§ **What the task requires**:
Each entry should be set down exactly as written, except for any picture it holds.

(Stored data entries)
'''

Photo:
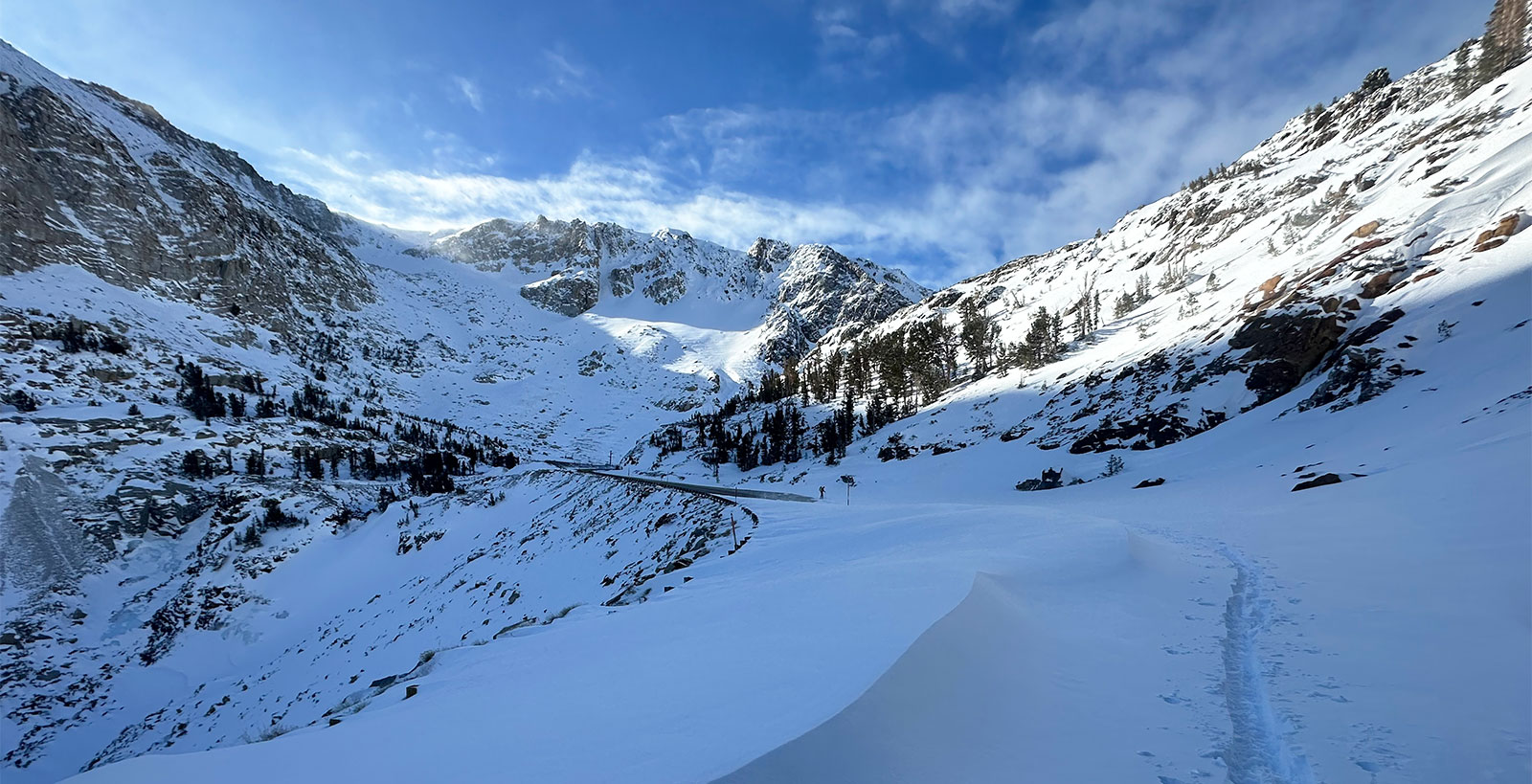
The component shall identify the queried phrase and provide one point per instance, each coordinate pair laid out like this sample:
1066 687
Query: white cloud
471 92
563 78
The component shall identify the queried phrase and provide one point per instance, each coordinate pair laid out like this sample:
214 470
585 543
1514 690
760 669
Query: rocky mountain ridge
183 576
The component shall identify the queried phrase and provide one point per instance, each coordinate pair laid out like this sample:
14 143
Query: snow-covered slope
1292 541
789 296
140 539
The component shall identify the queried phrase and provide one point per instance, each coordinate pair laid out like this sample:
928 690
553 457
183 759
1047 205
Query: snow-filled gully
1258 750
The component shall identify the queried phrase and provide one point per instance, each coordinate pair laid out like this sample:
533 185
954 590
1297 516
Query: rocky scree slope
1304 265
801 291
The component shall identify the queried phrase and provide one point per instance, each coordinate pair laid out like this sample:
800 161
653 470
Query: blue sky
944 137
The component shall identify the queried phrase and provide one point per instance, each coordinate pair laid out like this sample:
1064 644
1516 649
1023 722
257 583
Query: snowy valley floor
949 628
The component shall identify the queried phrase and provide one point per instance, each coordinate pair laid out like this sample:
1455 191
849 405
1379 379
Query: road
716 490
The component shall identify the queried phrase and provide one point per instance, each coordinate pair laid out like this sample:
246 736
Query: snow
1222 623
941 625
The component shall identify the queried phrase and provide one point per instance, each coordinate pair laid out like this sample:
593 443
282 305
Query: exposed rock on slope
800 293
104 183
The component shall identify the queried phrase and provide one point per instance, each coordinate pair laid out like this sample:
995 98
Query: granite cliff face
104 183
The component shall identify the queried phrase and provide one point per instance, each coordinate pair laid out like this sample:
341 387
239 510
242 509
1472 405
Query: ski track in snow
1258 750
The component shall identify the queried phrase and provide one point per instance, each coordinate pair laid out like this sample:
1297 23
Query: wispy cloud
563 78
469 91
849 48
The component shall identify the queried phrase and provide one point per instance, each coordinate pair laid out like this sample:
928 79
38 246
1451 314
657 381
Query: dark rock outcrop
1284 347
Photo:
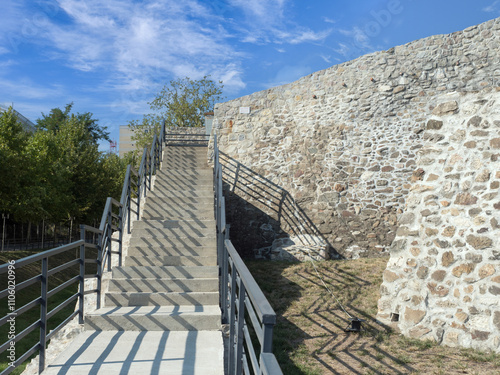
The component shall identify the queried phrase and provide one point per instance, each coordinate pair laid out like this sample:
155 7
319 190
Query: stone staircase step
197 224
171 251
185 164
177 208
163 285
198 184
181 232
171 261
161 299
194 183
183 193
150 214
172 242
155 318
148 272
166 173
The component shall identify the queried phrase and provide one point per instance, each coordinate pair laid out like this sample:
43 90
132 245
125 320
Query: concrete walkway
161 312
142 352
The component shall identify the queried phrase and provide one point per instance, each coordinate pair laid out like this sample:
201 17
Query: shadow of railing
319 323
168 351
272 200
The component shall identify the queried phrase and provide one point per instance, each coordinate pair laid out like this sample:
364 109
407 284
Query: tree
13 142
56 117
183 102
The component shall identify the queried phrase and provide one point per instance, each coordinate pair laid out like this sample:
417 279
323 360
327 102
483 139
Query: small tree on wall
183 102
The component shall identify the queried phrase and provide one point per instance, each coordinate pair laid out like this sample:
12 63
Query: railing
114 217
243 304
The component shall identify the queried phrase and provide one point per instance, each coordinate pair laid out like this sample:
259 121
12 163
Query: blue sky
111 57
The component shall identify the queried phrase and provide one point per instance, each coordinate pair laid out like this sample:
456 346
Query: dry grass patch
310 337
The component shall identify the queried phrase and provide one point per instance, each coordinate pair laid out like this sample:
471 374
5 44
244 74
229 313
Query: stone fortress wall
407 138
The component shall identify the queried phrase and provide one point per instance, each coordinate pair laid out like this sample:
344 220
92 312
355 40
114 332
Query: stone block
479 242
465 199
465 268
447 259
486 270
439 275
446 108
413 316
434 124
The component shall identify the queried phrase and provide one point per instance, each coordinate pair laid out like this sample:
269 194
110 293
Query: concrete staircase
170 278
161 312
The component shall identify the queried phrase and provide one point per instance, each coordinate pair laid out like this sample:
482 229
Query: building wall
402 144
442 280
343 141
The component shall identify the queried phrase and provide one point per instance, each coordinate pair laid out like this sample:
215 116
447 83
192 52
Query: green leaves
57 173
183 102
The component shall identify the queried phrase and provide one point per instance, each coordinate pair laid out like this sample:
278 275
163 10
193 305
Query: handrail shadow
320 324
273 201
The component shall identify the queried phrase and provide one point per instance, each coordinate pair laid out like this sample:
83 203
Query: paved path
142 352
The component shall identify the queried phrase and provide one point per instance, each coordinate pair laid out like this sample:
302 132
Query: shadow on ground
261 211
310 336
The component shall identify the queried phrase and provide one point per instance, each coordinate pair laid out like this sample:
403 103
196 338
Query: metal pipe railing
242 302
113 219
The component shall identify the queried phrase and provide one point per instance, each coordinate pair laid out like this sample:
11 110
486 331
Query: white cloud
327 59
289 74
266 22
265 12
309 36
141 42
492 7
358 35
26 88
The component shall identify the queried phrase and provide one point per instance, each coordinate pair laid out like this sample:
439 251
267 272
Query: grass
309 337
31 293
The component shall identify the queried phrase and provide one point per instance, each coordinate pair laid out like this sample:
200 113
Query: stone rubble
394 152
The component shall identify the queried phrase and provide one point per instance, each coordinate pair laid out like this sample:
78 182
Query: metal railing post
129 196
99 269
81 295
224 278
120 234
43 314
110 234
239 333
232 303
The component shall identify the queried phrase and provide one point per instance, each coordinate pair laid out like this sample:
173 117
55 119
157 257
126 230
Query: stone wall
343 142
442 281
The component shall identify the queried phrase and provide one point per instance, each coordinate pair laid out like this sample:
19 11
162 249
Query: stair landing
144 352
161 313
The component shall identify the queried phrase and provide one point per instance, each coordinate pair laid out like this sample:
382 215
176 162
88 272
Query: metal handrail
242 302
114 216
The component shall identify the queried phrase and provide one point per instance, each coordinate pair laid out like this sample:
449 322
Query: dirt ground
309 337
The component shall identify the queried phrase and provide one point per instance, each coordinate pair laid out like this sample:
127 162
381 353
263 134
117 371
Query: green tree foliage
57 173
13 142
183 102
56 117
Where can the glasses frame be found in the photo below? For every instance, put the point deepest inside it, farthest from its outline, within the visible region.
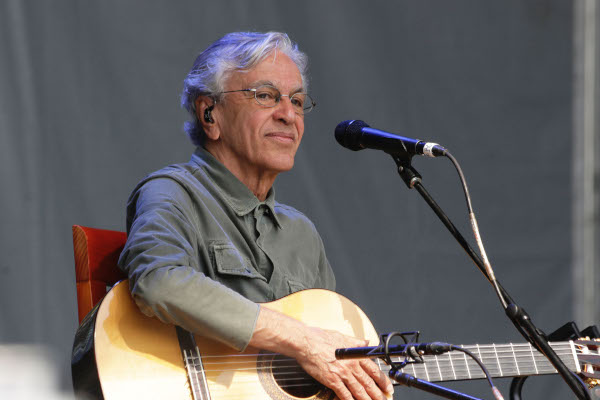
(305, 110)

'''

§ **Exercise solution**:
Photo:
The component shall identify the queried phrase and provide one point per instance, each coordinate pair laid out like this sample:
1066 687
Query: white cloud
471 92
563 78
The component shall identify the queried phrase and provide one point per instance, each coordinate pair laid out like this sample:
214 470
585 543
1514 690
760 669
Query: rocky mountain ridge
183 576
The component shall identify the queried phrase and provide one point per instance, each coordinate pair laid out like this sample:
14 143
Query: snow-covered slope
1292 541
789 296
140 539
The component shall identify the queried phrase and provide one point per instance, each coordinate pair laid out like this sample:
928 690
553 457
183 759
1047 205
Query: snow-filled gully
1258 750
The component shall identify the queried phrase and provide one point per instance, each coordinate pair laid out like this sample:
533 185
954 590
1297 516
Query: rocky scree slope
1304 265
801 291
The component shall identify the queried phrase and provide one point per instance, each coordinate pair laid out like this sample:
800 161
653 470
Query: blue sky
944 137
The component shall identify the queried phrase and provide one point per instance, each coordinate pair laid out like this sample:
1064 644
1516 649
1023 722
257 583
Query: snowy valley floor
949 628
The component shall identify the queried phrase and provide one point per instance, each coordinate pair laid out like this sample:
1455 191
849 405
1379 379
Query: road
716 490
The component shall identify the queried phrase and provide one point per instance, each coordinate pair laid out like this sample:
246 736
Query: snow
1222 623
941 625
The component shall identify the queried phrase and provide one point per instance, each coordinate pair laid out like this sample:
593 443
282 305
Query: exposed rock on slope
800 293
104 183
The component shall identify the queried phrase and provide one point per instance, each coordinate pair laid out like this sample:
995 98
Query: granite cliff face
104 183
The component shall identify the queried phrase and provide one point per instance, each coordinate pair laid out like this sample:
341 387
239 510
242 509
1472 405
Query: ski track in snow
1258 750
The component shall identify the queried phrase and provide one point per instance, each coordinate pair laid out like this sample:
1297 23
Query: wispy cloud
563 78
469 91
849 48
The component shall identify the queried phrase and provide one point per instance, each coordinate pair laid out like this sample:
928 79
38 246
1451 314
657 381
Query: dark rock outcrop
1284 347
Photo:
The component shall identify the queried phrase and provide one point per instance, each coordinate pair laid out like this sample:
155 7
319 190
Query: stone staircase step
197 224
171 251
185 164
177 208
163 285
198 184
181 232
171 261
161 299
194 183
183 193
150 214
172 242
155 318
148 272
166 173
The component shall identify the queried phrase and provide one point per instance, each coordinate pair laid out like this sample:
43 90
132 245
125 320
Query: concrete walkway
161 312
142 352
The component shall identify the queried phrase and provide one point per instance, each coordinate pair laid out like this sample:
201 17
Query: shadow of railing
319 323
168 351
272 200
The component shall identify the queried phrase and provide one point per instance, each coordinate pair laid out like this sample:
364 109
407 284
Query: tree
13 142
56 117
183 102
The component shall identify the queried phrase and provide one point per instance, each coordinate pair laid out like this sample:
417 279
323 360
327 102
483 139
Query: small tree on wall
183 102
The component shall identify the queried phrase and provide one point per instance, each coordinate pair laid out like this sample:
12 63
Query: railing
114 217
243 304
The component shall identify the queried phrase and provide one point per instance, each coordinate pair laid out like this sample:
259 121
12 163
Query: blue sky
111 57
The component shall identify the queried phrase and provide one point per instance, each coordinate pair laid out like this sample:
456 346
Query: dry grass patch
310 337
The component shall identify the queried phrase and provide one point per instance, each coordinate pair laid out like this sample:
471 374
5 44
244 74
229 313
Query: stone fortress wall
407 138
The component shall identify the queried phrase and provide one point per instance, each coordinate pair laid out like this sample:
344 220
92 312
355 40
114 332
Query: stone block
479 242
465 199
465 268
447 259
486 270
439 275
446 108
413 316
434 124
The component shall identify the queried phrase and provide one point per instance, each coordinate pair laid out like this sample:
269 194
110 293
Query: concrete staircase
170 278
161 312
The component shall identify the queried phrase and provide one point per instance, each coordinate pair laid out like this sample:
482 229
Query: building wall
402 144
442 280
343 141
The component shall identify the queried phrase and provide one point per instance, each coordinate pair laid out like this sample:
215 116
447 83
192 52
Query: green leaves
57 173
183 102
The component shall identify the queried phrase and provide one point per instance, each coordinate pair laid out like this sample:
278 275
163 10
193 305
Query: handrail shadow
320 324
273 201
The component shall identify the queried phrase and provide one point per instance, each coordinate pair laid out like this sample:
83 203
Query: paved path
142 352
The component shall identify the queried phrase and provide one point per instance, each coordinate pair laid out like this sample:
302 132
Query: shadow on ground
261 211
310 336
The component shall identify the queried phrase and provide one point per instance, each coordinate pair laid out like this sample:
403 103
196 338
Query: metal pipe railing
242 302
113 219
The component shall identify the queried phrase and provide one point per instance, each coordinate pair laid out like this sample:
11 110
486 331
Query: white cloud
327 59
289 74
266 22
265 12
309 36
141 42
492 7
358 35
26 88
The component shall identify the queried phrase and provide one point per instance, each coordinate pair laid out like this sample:
439 251
267 272
Query: grass
309 337
31 293
The component shall identify the queried phrase and provide one point per instance, each coordinate pair laid out like this sample:
200 113
Query: stone rubble
394 152
The component shall identify the queried phrase and provide one point per instance, each coordinate pair laid out like this sample:
78 182
Query: metal railing post
129 196
99 269
81 295
224 278
120 234
43 314
110 234
239 333
232 303
The component shall identify the queried phrase and provide one point per instance, each coordinate pair laid out like this sample:
173 117
55 119
157 257
126 230
Query: stone wall
343 142
442 281
The component shall identify the queried phrase and provide one point per instance, each coordinate pair laid out like this sample:
19 11
162 249
Query: stair landing
144 352
161 313
The component shall identify the queried phrase and provide one point per instance, each coordinate pair laid out like this sample:
382 215
176 162
88 272
Query: metal handrail
242 302
114 216
The component shall identify the queried phrase and provide one point per instance, each coordinate pair laid out like this sample:
449 322
Query: dirt ground
309 337
The component shall identify the queried phrase and provide one point per instance, each coordinate pair laid out like this sample:
127 162
381 353
263 134
117 371
Query: green tree foliage
57 173
13 142
183 102
56 117
Where can the glasses frame be found in the photo below? For every instance, put the point deepest inside it, farthest from its outline, within the visible region.
(305, 110)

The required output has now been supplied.